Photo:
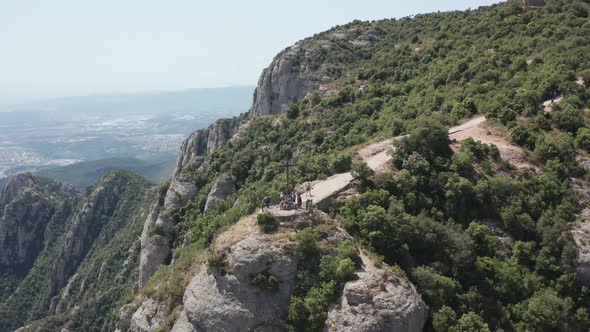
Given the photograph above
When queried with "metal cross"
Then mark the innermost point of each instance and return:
(287, 165)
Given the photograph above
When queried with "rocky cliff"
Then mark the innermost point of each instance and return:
(29, 207)
(89, 259)
(157, 237)
(293, 73)
(227, 298)
(289, 78)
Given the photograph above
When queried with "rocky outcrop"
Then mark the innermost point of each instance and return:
(84, 228)
(222, 187)
(156, 237)
(28, 207)
(150, 316)
(231, 302)
(378, 301)
(292, 74)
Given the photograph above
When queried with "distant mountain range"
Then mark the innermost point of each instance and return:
(87, 173)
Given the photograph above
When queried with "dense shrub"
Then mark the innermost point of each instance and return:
(267, 222)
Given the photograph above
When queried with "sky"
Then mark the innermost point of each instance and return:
(70, 47)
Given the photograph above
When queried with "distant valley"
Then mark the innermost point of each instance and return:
(138, 132)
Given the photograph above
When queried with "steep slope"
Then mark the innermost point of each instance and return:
(157, 235)
(457, 216)
(87, 265)
(234, 291)
(31, 210)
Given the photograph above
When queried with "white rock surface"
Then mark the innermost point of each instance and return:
(231, 302)
(149, 316)
(378, 301)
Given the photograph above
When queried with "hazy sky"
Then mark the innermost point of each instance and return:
(72, 47)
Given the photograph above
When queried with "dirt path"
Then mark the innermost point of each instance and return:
(377, 157)
(509, 152)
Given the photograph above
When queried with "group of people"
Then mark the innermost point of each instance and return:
(288, 200)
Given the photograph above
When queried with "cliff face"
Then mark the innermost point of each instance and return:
(289, 78)
(29, 208)
(157, 237)
(378, 300)
(292, 74)
(89, 259)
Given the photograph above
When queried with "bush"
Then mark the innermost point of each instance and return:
(569, 119)
(265, 280)
(267, 222)
(293, 111)
(583, 138)
(361, 171)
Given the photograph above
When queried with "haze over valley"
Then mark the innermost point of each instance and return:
(148, 127)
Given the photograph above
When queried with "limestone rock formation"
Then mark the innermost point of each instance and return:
(292, 74)
(85, 225)
(222, 187)
(149, 316)
(231, 302)
(28, 207)
(156, 235)
(378, 301)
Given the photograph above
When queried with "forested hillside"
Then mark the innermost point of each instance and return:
(488, 233)
(485, 242)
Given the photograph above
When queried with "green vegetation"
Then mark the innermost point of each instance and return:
(487, 245)
(265, 280)
(87, 173)
(102, 281)
(217, 265)
(422, 75)
(320, 278)
(267, 222)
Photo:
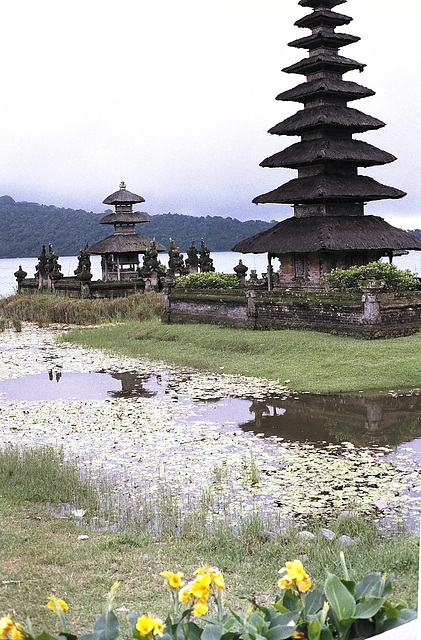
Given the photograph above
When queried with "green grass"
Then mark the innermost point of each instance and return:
(41, 553)
(309, 361)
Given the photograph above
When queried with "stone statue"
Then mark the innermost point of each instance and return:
(192, 261)
(205, 261)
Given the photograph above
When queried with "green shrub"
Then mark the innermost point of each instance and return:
(392, 278)
(209, 280)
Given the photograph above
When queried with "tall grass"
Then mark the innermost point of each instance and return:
(46, 308)
(41, 552)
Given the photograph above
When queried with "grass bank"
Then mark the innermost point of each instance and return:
(42, 552)
(304, 360)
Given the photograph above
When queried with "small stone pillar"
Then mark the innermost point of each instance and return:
(20, 276)
(251, 309)
(166, 317)
(240, 271)
(371, 301)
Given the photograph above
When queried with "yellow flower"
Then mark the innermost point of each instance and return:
(284, 583)
(200, 587)
(9, 630)
(295, 570)
(303, 585)
(158, 628)
(200, 608)
(185, 595)
(145, 625)
(55, 604)
(173, 579)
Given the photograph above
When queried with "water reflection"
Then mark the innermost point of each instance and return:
(383, 420)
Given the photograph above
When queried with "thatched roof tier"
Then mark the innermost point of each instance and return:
(330, 233)
(125, 217)
(324, 38)
(120, 243)
(322, 87)
(323, 17)
(326, 115)
(123, 196)
(324, 61)
(320, 4)
(329, 187)
(319, 151)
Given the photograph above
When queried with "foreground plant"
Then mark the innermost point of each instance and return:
(340, 609)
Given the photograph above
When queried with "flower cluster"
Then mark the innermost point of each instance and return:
(209, 581)
(294, 577)
(9, 630)
(147, 625)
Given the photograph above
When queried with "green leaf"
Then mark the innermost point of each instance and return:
(314, 629)
(368, 607)
(313, 601)
(211, 632)
(132, 617)
(369, 586)
(339, 598)
(365, 628)
(107, 626)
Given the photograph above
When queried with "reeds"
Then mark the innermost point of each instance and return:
(46, 308)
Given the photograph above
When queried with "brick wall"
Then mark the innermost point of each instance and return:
(371, 315)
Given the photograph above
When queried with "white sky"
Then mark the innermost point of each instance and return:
(176, 96)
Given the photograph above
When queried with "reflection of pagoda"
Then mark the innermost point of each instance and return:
(120, 252)
(329, 228)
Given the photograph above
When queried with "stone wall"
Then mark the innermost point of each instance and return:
(370, 315)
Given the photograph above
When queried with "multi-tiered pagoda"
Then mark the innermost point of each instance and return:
(120, 251)
(329, 228)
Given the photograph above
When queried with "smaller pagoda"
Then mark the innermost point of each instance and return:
(120, 251)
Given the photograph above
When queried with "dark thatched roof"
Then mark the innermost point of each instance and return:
(323, 17)
(329, 233)
(324, 61)
(356, 152)
(319, 4)
(327, 115)
(323, 188)
(123, 196)
(132, 217)
(324, 38)
(325, 86)
(124, 243)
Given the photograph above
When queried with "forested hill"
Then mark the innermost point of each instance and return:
(25, 226)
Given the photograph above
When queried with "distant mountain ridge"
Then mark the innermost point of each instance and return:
(27, 225)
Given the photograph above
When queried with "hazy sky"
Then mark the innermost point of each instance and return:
(176, 96)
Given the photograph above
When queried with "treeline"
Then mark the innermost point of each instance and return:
(25, 226)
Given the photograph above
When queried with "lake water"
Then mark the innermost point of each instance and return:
(224, 261)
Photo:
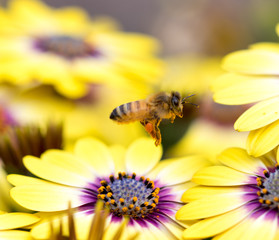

■ **GIVEN INSTRUCTION**:
Which lines of the listing above contain the string "water", with case counting? Pick out each of those lines and copy it in full.

■ **FINISHED TASK**:
When queried with "water reflection"
When queried with "lake water"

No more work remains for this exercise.